Stated problem: Quote exactly, and only, the lines from the one with "The component shall return one point per instance of the dome" through the end of the listing.

Given data:
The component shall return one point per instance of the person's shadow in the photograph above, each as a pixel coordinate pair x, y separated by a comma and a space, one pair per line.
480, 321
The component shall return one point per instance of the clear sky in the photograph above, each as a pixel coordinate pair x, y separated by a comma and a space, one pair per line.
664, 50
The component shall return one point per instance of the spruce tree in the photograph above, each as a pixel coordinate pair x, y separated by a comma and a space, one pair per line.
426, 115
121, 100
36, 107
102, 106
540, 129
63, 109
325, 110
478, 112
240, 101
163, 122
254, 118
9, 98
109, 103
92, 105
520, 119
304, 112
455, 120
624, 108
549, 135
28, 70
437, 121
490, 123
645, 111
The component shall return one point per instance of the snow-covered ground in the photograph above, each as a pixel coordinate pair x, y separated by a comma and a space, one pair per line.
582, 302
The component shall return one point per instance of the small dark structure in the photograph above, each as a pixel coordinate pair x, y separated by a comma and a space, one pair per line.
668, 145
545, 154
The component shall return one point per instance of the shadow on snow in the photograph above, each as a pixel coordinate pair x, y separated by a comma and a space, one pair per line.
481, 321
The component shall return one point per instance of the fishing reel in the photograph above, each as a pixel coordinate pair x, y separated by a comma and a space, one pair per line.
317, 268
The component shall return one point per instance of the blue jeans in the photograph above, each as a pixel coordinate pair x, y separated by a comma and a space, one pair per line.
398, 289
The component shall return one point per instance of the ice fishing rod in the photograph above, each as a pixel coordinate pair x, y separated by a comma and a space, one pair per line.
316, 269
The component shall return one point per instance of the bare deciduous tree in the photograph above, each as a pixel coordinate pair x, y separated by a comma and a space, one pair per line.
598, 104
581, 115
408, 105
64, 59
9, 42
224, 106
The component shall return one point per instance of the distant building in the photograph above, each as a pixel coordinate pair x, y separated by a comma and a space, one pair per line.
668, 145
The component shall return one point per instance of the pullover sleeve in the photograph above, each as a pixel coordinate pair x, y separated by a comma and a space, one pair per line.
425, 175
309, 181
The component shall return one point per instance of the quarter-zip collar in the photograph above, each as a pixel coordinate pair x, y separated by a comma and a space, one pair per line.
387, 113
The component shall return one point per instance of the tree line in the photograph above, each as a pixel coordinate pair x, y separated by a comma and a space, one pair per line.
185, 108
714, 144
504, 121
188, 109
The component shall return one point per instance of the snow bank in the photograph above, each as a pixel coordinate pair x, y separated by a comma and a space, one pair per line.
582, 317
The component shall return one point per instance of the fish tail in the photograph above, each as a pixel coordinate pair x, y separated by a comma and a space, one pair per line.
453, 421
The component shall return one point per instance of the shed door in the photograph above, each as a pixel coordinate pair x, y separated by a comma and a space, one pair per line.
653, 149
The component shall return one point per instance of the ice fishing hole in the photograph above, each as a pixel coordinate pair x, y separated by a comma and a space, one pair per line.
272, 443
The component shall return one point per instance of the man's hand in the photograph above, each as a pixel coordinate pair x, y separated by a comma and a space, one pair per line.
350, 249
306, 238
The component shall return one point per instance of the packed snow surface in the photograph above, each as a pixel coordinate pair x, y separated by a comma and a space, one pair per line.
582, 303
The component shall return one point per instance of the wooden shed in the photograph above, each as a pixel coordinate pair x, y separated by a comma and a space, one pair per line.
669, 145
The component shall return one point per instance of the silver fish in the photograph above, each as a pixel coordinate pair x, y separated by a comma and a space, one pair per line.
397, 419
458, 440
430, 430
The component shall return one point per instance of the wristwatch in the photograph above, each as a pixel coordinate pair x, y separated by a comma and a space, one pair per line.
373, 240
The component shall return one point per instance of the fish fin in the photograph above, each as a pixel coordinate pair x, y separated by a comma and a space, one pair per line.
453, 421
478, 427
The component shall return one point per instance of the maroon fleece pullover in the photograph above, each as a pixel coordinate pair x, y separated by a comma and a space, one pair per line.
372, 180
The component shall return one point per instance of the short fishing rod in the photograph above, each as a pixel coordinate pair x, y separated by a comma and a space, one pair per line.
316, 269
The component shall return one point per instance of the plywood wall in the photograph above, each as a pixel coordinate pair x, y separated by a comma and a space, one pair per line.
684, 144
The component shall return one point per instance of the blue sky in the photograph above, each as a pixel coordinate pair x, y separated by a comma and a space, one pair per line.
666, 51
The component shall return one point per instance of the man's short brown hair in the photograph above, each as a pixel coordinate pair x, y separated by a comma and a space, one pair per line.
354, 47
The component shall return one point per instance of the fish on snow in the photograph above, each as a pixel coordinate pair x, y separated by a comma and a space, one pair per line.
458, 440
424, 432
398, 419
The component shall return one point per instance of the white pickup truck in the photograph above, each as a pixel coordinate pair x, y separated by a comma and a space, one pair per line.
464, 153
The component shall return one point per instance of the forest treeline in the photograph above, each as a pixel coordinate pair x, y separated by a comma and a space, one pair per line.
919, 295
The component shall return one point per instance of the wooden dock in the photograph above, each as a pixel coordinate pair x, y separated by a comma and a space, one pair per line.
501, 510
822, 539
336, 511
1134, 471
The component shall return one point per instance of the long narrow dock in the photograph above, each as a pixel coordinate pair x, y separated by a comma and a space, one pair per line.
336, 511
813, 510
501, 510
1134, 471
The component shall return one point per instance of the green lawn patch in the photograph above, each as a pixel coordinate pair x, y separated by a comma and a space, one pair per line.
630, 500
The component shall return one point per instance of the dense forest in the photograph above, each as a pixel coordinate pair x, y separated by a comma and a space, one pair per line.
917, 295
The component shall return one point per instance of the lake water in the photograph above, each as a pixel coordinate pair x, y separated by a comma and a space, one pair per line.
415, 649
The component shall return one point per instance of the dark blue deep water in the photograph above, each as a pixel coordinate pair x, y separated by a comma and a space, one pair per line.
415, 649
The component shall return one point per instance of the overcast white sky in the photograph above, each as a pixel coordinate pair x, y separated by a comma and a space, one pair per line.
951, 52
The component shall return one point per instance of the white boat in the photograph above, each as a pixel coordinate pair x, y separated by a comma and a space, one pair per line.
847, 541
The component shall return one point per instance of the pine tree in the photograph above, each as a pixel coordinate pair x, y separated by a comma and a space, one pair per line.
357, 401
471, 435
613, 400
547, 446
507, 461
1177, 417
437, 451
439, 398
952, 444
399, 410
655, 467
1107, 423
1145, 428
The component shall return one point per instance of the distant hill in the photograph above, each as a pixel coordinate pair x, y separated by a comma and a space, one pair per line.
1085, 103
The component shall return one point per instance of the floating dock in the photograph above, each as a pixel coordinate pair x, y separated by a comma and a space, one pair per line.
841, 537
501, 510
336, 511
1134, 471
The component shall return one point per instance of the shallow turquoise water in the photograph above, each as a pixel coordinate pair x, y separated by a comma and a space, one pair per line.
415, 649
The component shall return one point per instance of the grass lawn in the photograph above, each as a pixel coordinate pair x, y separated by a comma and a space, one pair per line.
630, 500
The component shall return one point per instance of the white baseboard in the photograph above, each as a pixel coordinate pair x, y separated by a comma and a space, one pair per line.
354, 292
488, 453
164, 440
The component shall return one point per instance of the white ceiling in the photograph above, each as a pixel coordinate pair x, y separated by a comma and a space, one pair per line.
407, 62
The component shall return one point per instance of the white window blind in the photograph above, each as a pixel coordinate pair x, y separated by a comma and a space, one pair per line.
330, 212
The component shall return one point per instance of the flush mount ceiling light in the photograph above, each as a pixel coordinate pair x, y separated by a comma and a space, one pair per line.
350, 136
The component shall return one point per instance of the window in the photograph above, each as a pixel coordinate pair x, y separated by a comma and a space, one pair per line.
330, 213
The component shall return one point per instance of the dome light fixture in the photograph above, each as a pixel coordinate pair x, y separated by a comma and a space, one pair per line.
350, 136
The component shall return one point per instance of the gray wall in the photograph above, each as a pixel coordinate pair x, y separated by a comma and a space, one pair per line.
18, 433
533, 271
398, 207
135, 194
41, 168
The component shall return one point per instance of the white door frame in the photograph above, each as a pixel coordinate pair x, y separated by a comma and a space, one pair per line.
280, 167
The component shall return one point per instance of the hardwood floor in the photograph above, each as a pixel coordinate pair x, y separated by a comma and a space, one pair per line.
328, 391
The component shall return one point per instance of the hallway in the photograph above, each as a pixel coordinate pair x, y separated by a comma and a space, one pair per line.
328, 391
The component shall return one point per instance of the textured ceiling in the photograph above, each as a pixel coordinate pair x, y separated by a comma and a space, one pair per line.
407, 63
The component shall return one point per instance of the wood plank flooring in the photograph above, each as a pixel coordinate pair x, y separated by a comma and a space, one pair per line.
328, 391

Answer to the problem:
The component shall return one point per instance of the dome light fixture in the photograph above, each as a pixel coordinate pair x, y separated by a comma and a space, one pair per line.
350, 136
The component shall return one point per instance of the gray wall in the photograph above, each as a pixel coordinate pair x, y separated by a comma and a space, one pair per line.
18, 433
533, 271
398, 207
135, 194
41, 168
The component shall return one point per instance of the white door frame in the photograph above, each as a pixel coordinate pair x, y separated by a comma and a space, one pair per line.
280, 167
The component shall return one point per instance of the hardwood floor in the photograph above, each as a pixel coordinate pair x, y separated by a comma and a space, one pair per line.
328, 391
The component shall return one point per instance of the hallway in the photograph above, each as a pixel coordinate pair x, y separated by a comma and a space, one pair per line.
328, 391
The component shall return one point per instance of the textured ceiling in the photograph above, each as a pixel coordinate pair x, y separated by a comma and a space, one pair per line.
407, 63
The component shall return one point per instance of the wood plank flooring in the photograph above, each as a pixel coordinate pair x, y separated by a comma and a space, one pair per line.
328, 391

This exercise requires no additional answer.